__Required work__: Copy all of the data below line for line, changing nothing.

BEGIN Material shown

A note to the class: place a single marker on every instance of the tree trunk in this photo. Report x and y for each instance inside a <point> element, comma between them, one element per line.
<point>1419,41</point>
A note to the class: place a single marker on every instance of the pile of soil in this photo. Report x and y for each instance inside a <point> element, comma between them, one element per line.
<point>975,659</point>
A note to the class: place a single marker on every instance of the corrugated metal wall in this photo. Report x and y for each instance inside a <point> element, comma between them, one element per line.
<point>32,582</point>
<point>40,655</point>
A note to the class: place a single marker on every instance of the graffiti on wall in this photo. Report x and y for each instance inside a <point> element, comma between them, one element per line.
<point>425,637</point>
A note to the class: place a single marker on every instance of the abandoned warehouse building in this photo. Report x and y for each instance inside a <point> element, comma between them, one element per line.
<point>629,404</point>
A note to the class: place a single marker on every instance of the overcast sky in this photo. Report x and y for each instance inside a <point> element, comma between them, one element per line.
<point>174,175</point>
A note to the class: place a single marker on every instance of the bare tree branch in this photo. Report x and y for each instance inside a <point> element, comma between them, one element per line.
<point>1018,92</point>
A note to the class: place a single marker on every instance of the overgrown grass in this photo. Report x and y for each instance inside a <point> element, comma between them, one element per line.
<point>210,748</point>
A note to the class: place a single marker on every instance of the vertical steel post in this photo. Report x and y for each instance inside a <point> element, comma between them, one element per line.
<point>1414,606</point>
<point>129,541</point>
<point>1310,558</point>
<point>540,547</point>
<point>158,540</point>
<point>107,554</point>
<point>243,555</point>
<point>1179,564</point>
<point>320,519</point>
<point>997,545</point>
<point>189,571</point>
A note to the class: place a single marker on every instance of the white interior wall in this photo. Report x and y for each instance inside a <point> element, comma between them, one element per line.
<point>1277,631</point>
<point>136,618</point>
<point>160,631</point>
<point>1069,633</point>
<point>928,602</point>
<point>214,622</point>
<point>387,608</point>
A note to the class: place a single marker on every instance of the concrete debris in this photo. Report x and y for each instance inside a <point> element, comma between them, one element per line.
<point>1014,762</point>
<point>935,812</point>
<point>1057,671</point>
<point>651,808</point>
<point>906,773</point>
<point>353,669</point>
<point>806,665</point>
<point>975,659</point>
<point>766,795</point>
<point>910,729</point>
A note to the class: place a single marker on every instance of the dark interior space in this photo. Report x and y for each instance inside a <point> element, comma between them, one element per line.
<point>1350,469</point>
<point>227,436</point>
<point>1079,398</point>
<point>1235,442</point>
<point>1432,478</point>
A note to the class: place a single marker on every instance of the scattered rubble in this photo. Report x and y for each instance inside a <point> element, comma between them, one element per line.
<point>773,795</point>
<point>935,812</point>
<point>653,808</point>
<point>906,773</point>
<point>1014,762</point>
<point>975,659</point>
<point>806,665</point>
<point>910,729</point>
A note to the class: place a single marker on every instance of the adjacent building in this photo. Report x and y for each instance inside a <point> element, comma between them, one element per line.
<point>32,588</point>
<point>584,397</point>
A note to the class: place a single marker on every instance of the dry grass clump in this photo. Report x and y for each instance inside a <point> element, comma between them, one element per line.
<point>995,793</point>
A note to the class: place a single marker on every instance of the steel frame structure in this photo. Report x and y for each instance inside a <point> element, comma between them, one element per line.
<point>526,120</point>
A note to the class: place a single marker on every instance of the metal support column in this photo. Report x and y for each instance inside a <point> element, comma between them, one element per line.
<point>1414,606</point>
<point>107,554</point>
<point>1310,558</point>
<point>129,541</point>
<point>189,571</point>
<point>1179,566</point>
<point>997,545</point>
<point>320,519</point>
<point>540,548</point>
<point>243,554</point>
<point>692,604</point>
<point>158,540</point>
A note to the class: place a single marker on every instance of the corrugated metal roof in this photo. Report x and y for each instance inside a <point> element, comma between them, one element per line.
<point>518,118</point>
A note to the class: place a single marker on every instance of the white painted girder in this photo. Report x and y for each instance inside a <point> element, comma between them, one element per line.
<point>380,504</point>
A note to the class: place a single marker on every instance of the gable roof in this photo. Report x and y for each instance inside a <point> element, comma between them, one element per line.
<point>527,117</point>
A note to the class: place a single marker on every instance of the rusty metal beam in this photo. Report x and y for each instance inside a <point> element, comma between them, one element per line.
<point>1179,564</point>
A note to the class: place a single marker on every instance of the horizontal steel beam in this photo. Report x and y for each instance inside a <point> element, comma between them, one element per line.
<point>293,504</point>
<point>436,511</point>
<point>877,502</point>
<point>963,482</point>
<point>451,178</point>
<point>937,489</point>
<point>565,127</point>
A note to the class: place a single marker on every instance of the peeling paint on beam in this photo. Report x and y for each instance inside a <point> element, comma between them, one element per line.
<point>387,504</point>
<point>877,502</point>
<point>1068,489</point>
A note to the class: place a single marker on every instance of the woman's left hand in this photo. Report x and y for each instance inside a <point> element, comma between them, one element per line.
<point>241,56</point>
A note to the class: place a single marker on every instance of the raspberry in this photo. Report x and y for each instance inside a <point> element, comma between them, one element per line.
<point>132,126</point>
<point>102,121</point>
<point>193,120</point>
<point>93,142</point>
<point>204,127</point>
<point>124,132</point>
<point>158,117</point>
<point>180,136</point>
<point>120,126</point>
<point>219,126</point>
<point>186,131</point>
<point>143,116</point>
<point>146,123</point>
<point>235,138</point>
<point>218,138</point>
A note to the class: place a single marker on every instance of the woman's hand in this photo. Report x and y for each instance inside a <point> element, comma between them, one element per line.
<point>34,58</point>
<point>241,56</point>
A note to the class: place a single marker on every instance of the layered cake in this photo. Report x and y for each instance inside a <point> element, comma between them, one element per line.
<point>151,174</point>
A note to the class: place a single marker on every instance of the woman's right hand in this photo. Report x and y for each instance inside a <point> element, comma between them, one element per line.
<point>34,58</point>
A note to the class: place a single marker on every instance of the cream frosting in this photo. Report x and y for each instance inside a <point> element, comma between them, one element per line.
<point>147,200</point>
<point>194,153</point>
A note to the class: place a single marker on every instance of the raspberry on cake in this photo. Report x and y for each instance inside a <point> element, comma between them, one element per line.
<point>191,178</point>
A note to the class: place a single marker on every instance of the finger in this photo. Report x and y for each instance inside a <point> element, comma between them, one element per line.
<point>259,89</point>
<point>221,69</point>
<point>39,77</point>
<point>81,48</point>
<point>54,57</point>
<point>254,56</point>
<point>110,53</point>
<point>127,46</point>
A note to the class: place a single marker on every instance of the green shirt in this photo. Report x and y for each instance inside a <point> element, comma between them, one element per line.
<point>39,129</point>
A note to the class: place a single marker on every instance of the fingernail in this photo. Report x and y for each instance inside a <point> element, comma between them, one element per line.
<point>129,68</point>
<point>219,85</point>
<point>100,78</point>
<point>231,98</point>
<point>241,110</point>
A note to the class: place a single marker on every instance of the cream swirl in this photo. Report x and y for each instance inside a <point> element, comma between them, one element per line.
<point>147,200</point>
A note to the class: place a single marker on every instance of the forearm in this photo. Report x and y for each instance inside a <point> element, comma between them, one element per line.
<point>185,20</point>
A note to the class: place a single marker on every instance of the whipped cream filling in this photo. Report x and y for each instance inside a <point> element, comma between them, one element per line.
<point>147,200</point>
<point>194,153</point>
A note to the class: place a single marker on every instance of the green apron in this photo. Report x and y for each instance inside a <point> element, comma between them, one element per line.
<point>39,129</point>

END Material shown

__The response__:
A note to the class: place a single marker on every instance of the tree trunk in this photo. Report x and y for each instance inside a <point> element, comma between them, one element per line.
<point>1419,41</point>
A note to the class: place a single marker on every instance of the pile of soil in this photo. Report x and y for each instance inside a <point> element, comma between them, one element per line.
<point>975,659</point>
A note to the class: place a single marker on every instance of the corrugated metal wall in this photo. Report x and y for each instance inside a <point> element, comma between them, one element per line.
<point>32,582</point>
<point>40,655</point>
A note to the class: place a single marker on every instance of the graffiti on wall in this photo. Report x and y for each instance inside a <point> element, comma between them, one element per line.
<point>425,637</point>
A note to the class: place a single marker on every instance of the abandoned warehouse building in this photo. Report x and y for each instance inside a <point> element, comma between them, one element per line.
<point>629,404</point>
A note to the class: place a single marker on every instance of the overcast sky in this photo. Report x and y for each instance inside a <point> element, comma between them, one element per line.
<point>174,175</point>
A note to the class: place a single marker on every instance of the bare tree branch in this photo. Report x and y for each instance inside a <point> element, comma between them, one element per line.
<point>1018,92</point>
A note to the class: place a single marker on every instance of the overgrown grass in this photo. Report x and y for each instance inside a <point> element, comma between them, one element per line.
<point>210,748</point>
A note to the class: place a single marker on every instance of the vertical steel post in this photo. Report x and y for each instance inside a <point> element, comma between them, one element per line.
<point>1414,606</point>
<point>129,541</point>
<point>1310,558</point>
<point>540,547</point>
<point>158,540</point>
<point>107,554</point>
<point>243,555</point>
<point>1179,564</point>
<point>320,519</point>
<point>997,545</point>
<point>189,571</point>
A note to the class: place a single marker on every instance of the white interior wall in this photo. Report x and y for each instance inside a <point> element, comma between them, one element per line.
<point>1277,631</point>
<point>136,618</point>
<point>160,631</point>
<point>1069,633</point>
<point>928,602</point>
<point>214,622</point>
<point>387,608</point>
A note to the class: place a single marker on every instance of the concrete debris in this photo. Report x and y for each instance inside a <point> element, comma between them, one element per line.
<point>1014,762</point>
<point>935,812</point>
<point>1057,671</point>
<point>651,808</point>
<point>906,773</point>
<point>353,669</point>
<point>806,665</point>
<point>975,659</point>
<point>766,795</point>
<point>910,729</point>
A note to the class: place a single marker on every instance of the dark interior space in this photo. Report x and y for each instance inside a <point> element, comma between them, one element per line.
<point>1350,469</point>
<point>227,436</point>
<point>1079,398</point>
<point>1235,442</point>
<point>1432,478</point>
A note to the class: place a single marker on every instance of the scattered rubble in this photo. Report x and y for each instance inside a <point> element, comma between them, one element per line.
<point>773,795</point>
<point>935,812</point>
<point>653,808</point>
<point>906,773</point>
<point>1014,762</point>
<point>975,659</point>
<point>806,665</point>
<point>910,729</point>
A note to the class: place a single marker on every instance of the adjacent building in this photo. Report x and y for each instance inside a <point> element, comma between them, one element per line.
<point>32,588</point>
<point>584,397</point>
A note to the class: place a single marker on every instance of the dry grass clump in this photo. Report x and y for each instance inside a <point> element, comma between them, one element per line.
<point>995,793</point>
A note to the class: place a single marker on every instance of the steel frame structure in this photo. Report x and y for each instance inside a <point> element, comma between them, one element per line.
<point>526,120</point>
A note to the class: place a single marker on every instance of the metal support column in this photo. Report x and y for each instance inside a <point> element, comma between them, one element per line.
<point>1414,606</point>
<point>107,554</point>
<point>1310,558</point>
<point>129,541</point>
<point>189,571</point>
<point>1179,566</point>
<point>997,545</point>
<point>320,519</point>
<point>540,548</point>
<point>243,554</point>
<point>692,604</point>
<point>158,540</point>
A note to the class: place a single marker on every instance of the corrugated metal roof in this photo. Report x and y for each instance inside a <point> element, comma between them, one element per line.
<point>518,118</point>
A note to the class: place a single marker on every instance of the white painted girder in this photo. Report x and y for each instance inside a <point> element, comma between them, one element per line.
<point>380,504</point>
A note to the class: place a single marker on every instance of the gable roof in this photo. Report x and y for each instance inside a <point> element, comma between them, one element per line.
<point>527,117</point>
A note to the class: place a single marker on every instance of the rusty metal beam in this photo. Report x and y for each instance inside a <point> element, comma between them, one element per line.
<point>1179,564</point>
A note to the class: place a single marker on every instance of the horizontal steel beam in this photo. Report x and y for each instance inside a <point> element, comma between them, one element per line.
<point>293,504</point>
<point>436,511</point>
<point>877,502</point>
<point>963,482</point>
<point>451,178</point>
<point>937,489</point>
<point>565,127</point>
A note to the class: place a single marker on every instance of the peeling paint on beam in this photo. Report x and y for each instance inside a <point> element, comma between them, one element per line.
<point>387,504</point>
<point>877,502</point>
<point>1068,489</point>
A note to the class: place a single marker on every instance of the woman's left hand in this photo. Report x and y for each instance inside a <point> element, comma between them, one element per line.
<point>241,56</point>
A note to the class: place a single marker on every instance of the raspberry in this photo. Report x and y for each instance inside a <point> element, comma between them, one element per line.
<point>132,126</point>
<point>102,121</point>
<point>193,120</point>
<point>93,142</point>
<point>204,127</point>
<point>124,132</point>
<point>158,117</point>
<point>180,136</point>
<point>120,126</point>
<point>219,126</point>
<point>186,131</point>
<point>143,116</point>
<point>146,123</point>
<point>235,138</point>
<point>218,138</point>
A note to the class: place a single marker on every instance of the woman's hand in this photo. Report x and y for each instance inside a <point> element, comma between them, one element per line.
<point>34,58</point>
<point>241,56</point>
A note to the class: place a single marker on every instance of the layered cake in this photo. Report x and y for each instance inside a <point> element, comma between them, one element per line.
<point>151,174</point>
A note to the class: place a single marker on every instance of the woman's right hand in this photo. Report x and y for each instance inside a <point> element, comma between them, one element per line.
<point>34,58</point>
A note to the class: place a single marker on every instance of the cream frosting in this photo. Report x and y for each instance inside a <point> element, comma between them, one element per line.
<point>147,200</point>
<point>194,153</point>
A note to the class: place a single marker on every instance of the raspberry on cake in this photo. Report x and y for each instance inside a <point> element, comma between them, one element per line.
<point>191,178</point>
A note to the class: place a single marker on every instance of the finger in this photo. Report x and y for each instance inside a <point> element, comma between them, one element per line.
<point>259,89</point>
<point>221,69</point>
<point>39,77</point>
<point>81,48</point>
<point>54,57</point>
<point>254,56</point>
<point>110,53</point>
<point>127,46</point>
A note to the class: place a single marker on every instance of the green shirt in this photo. Report x and y for each instance inside a <point> element, comma between them, one element per line.
<point>39,129</point>
A note to the class: place a single marker on every instance of the fingernail in this photo. Report x and y for each instance inside a <point> element, comma between them, one element per line.
<point>129,68</point>
<point>219,85</point>
<point>100,78</point>
<point>231,98</point>
<point>241,110</point>
A note to the class: place a single marker on every instance of the cream swirl in this photo. Report x and y for each instance inside a <point> element, comma between them, one element per line.
<point>147,200</point>
A note to the class: place a single marker on every instance of the forearm in this photo. Report x and y for each instance inside a <point> element, comma between them, one element per line.
<point>185,20</point>
A note to the class: place a single marker on every instance of the whipped cream filling in this photo. Report x and y for each instance inside a <point> element, comma between them, one element per line.
<point>147,200</point>
<point>194,153</point>
A note to the class: place a single marker on every instance of the green apron in this photo. Report x and y for each instance inside a <point> element, comma between them, one element per line.
<point>39,129</point>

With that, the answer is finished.